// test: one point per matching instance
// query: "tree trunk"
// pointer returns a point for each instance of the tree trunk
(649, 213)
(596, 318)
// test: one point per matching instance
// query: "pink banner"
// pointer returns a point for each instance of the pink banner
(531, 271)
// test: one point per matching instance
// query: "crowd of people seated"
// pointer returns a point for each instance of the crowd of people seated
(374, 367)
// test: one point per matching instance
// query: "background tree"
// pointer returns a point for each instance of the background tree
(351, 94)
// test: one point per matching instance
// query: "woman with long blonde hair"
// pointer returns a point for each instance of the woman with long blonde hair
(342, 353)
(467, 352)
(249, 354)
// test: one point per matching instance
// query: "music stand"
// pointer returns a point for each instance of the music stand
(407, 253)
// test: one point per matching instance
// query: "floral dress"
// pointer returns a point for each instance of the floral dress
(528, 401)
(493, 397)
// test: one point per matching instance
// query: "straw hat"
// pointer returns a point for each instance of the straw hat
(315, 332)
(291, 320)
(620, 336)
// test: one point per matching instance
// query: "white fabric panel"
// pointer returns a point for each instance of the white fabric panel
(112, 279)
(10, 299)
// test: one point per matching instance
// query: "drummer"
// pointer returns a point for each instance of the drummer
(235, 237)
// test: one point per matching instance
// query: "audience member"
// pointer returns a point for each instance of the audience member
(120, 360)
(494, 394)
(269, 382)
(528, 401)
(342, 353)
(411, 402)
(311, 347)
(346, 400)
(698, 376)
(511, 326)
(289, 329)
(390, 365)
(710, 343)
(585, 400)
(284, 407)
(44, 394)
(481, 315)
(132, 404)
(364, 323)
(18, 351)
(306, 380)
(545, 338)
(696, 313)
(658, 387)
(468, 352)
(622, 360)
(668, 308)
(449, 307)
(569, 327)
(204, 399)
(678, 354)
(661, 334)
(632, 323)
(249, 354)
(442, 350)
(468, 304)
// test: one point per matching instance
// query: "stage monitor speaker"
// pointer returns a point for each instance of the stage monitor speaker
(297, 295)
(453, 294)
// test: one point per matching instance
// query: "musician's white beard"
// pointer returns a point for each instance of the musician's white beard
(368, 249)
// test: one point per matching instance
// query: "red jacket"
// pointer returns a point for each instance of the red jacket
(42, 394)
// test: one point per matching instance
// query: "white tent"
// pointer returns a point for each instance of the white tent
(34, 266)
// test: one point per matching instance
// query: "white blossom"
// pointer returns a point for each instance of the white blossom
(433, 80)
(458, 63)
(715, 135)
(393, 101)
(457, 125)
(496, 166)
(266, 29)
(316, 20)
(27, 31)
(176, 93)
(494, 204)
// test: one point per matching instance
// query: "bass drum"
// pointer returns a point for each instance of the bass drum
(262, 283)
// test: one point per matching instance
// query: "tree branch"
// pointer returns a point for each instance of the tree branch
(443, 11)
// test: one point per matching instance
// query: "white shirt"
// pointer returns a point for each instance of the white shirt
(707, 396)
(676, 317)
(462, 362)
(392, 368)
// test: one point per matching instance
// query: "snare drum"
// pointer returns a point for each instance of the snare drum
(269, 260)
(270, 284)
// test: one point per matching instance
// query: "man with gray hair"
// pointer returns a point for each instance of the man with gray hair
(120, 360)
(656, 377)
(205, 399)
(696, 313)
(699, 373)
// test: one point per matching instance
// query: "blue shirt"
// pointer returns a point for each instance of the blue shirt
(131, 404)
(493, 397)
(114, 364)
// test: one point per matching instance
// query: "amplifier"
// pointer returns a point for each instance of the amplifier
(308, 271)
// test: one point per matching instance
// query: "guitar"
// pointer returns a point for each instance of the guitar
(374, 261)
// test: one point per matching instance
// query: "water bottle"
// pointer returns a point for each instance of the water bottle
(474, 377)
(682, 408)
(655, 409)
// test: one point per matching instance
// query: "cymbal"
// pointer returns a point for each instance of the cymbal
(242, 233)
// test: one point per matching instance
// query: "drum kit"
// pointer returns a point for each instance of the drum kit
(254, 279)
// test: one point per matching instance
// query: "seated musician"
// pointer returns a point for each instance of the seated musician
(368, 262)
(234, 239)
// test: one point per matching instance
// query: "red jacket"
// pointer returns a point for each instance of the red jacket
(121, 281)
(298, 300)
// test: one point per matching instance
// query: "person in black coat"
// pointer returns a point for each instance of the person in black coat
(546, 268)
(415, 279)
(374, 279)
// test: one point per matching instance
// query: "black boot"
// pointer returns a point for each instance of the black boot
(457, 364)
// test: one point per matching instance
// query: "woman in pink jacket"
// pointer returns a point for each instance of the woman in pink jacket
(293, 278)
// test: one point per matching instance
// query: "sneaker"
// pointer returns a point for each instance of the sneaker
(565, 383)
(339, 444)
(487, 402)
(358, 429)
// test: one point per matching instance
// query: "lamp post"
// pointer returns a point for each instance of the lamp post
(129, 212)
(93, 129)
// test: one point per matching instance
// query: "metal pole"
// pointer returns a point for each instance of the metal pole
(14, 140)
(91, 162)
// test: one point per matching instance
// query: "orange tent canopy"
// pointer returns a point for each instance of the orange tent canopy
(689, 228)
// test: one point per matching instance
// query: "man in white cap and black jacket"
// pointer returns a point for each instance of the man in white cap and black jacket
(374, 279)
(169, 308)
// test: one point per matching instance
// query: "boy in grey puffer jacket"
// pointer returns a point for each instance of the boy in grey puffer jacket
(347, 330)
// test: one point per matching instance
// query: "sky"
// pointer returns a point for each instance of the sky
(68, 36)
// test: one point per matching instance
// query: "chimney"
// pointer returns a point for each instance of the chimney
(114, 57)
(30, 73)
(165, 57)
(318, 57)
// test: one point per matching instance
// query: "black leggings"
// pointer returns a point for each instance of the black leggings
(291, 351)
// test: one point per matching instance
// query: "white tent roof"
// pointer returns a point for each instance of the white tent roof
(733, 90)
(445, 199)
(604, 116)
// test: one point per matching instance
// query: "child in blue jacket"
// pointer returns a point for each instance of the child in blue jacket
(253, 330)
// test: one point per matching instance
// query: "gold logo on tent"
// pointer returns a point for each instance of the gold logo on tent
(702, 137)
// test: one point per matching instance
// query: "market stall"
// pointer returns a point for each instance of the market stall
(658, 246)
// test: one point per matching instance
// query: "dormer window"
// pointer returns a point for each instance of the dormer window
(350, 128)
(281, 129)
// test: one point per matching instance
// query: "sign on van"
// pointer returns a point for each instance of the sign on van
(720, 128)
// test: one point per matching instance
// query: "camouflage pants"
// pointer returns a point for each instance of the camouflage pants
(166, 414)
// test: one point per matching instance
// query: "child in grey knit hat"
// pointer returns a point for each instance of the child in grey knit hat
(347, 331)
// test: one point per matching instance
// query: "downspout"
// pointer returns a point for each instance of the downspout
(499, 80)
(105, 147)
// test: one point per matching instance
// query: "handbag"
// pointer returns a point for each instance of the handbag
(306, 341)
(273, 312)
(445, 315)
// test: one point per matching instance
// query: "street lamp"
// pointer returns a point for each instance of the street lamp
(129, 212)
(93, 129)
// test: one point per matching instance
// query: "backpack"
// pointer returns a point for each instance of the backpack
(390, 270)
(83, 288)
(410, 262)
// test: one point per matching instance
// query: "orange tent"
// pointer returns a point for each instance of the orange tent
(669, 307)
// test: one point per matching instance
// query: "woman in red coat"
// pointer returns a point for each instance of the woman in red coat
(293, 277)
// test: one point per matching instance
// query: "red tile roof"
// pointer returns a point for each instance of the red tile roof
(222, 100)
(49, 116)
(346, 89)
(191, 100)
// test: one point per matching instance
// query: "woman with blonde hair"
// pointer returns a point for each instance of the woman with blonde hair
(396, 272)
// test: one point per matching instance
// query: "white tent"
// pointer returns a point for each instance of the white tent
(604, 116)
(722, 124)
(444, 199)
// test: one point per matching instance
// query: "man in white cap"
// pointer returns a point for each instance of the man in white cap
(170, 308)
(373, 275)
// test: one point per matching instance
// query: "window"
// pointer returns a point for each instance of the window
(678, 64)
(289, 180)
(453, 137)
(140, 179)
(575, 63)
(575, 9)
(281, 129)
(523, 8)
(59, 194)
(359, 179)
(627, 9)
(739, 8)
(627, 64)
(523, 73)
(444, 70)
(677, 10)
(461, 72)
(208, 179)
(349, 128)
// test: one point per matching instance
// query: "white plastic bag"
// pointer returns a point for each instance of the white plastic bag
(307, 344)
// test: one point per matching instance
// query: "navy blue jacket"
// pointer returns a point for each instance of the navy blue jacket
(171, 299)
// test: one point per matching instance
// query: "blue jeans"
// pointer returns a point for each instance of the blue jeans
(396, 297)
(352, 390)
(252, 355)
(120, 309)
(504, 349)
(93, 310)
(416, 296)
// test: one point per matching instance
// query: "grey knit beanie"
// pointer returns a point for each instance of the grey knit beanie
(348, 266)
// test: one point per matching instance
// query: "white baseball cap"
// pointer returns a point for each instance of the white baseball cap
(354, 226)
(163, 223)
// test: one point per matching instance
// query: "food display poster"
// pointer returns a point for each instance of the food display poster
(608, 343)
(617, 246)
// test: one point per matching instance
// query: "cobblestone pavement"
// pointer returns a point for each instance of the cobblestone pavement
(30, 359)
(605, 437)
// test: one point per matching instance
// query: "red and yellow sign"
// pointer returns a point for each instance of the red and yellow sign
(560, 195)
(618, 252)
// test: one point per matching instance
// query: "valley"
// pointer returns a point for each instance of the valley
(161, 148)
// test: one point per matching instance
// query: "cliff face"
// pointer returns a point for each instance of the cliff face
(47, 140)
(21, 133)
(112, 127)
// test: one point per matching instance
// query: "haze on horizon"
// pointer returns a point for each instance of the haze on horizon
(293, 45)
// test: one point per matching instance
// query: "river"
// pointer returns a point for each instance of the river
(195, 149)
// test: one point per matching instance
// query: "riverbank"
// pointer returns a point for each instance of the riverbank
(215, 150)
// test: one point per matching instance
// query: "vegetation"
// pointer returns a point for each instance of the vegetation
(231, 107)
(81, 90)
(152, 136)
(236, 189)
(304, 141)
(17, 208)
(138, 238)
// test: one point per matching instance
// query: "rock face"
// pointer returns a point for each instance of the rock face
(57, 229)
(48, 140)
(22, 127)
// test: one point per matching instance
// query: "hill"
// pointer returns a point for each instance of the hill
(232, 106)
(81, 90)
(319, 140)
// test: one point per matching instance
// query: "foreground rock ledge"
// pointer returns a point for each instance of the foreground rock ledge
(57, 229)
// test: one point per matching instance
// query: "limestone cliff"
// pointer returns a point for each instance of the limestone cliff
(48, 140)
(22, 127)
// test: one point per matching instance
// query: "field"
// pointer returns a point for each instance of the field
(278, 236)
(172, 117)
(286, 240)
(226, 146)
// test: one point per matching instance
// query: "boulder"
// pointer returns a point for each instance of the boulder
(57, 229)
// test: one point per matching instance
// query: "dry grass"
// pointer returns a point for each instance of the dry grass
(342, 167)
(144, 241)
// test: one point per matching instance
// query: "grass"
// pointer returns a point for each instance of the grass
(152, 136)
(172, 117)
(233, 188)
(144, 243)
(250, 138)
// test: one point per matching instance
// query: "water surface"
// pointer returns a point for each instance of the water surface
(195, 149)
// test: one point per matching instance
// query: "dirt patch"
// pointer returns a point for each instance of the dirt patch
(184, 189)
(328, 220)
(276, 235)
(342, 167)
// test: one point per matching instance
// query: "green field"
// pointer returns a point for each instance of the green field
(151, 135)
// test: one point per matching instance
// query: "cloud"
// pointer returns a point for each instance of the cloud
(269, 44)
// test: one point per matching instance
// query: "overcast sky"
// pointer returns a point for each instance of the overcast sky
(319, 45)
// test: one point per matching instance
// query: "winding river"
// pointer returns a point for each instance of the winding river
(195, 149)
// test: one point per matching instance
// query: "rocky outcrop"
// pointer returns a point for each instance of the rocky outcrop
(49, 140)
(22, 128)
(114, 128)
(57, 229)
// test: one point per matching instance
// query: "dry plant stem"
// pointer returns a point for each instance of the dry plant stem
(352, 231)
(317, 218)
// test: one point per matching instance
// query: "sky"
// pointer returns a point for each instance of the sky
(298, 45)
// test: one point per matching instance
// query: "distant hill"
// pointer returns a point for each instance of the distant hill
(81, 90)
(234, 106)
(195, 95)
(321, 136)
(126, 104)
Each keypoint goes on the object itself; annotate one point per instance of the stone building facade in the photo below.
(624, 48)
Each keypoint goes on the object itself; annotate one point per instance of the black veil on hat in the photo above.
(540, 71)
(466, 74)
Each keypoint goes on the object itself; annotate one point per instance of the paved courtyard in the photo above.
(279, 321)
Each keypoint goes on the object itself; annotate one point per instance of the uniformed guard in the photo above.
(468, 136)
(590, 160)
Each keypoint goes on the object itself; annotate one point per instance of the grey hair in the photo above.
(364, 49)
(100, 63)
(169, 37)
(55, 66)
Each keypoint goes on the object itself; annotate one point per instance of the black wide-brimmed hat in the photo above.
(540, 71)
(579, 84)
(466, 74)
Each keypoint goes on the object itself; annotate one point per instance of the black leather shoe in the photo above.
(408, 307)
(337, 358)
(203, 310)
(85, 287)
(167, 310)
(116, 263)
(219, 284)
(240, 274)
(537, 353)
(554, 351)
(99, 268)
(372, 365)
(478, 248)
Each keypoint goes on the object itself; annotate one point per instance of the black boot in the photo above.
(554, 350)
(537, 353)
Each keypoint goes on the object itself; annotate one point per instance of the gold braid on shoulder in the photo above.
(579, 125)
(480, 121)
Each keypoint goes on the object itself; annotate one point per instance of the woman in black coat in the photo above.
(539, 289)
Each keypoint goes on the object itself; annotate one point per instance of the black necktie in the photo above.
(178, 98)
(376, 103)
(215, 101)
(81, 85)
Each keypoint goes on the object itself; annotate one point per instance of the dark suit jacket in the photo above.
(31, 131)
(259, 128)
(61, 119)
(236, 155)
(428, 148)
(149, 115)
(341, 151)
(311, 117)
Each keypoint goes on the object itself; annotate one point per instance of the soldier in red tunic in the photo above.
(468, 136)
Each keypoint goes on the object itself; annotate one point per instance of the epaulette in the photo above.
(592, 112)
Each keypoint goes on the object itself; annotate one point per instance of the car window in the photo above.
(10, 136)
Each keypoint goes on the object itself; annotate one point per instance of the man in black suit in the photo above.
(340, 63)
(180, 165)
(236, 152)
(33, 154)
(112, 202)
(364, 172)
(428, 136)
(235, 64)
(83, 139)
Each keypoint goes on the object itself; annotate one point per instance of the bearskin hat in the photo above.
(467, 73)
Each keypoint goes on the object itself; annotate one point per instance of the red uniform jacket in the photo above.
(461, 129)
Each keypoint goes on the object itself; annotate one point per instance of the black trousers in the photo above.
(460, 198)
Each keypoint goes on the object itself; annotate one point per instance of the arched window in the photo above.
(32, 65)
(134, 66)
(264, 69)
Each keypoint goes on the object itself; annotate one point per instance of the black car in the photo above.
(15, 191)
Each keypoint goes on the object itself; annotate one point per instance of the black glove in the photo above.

### Task prompt
The lines to write out run from the one with "arched window in the photo above." through the end of the records. Give them exactly, and only them.

### Finished task
Each keypoint goes on the object itself; annotate one point per instance of the arched window in the photo above.
(32, 65)
(134, 66)
(264, 69)
Each keypoint goes on the object itself; annotate one point per instance of the black car in the photo above.
(15, 191)
Each keypoint goes on the object itself; annotate one point per instance of the black glove in the photo above.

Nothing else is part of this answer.